Reading text
The season has come when sea turtles make their way to Puerto Peñasco’s shores to lay eggs before returning to sea. This provides a beautiful spectacle of nature for all who have the opportunity to witness it, as described by CEDO Executive Director Nélida Barajas who took part in a turtle rescue.
We’d like to share the story as to how our friends from the Intercultural Center for the Study of Deserts and Oceans (CEDO) not only perform research but also work tirelessly for and on behalf of animals from the sea and desert surrounding Puerto Peñasco.
“It was a cool October morning when we received the call from the local ZOFEMAT office (Federal Maritime Land Zone),” described Bajaras on the CEDO blog. “An Olive Ridley turtle was found at Playa Hermosa. She had gone out at night to lay her eggs and looked tired and had some wounds on her fins. This turtle was probably born here and came back so that her babies would also be from Rocky Point. She was so tired that she was unable to return to sea. Neighbors and visitors informed authorities, who initiated the rescue by calling CEDO Intercultural.”

Task description
Return, word for word, the part of the sea turtle rescue passage that begins at the words "The season has" and stops after "surrounding Puerto Peñasco.". The listing below the passage was taken from a separate source.

Supplied data
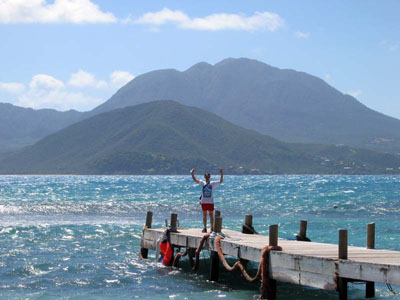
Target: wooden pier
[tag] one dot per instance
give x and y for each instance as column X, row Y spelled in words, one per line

Output below
The season has come when sea turtles make their way to Puerto Peñasco’s shores to lay eggs before returning to sea. This provides a beautiful spectacle of nature for all who have the opportunity to witness it, as described by CEDO Executive Director Nélida Barajas who took part in a turtle rescue.
We’d like to share the story as to how our friends from the Intercultural Center for the Study of Deserts and Oceans (CEDO) not only perform research but also work tirelessly for and on behalf of animals from the sea and desert surrounding Puerto Peñasco.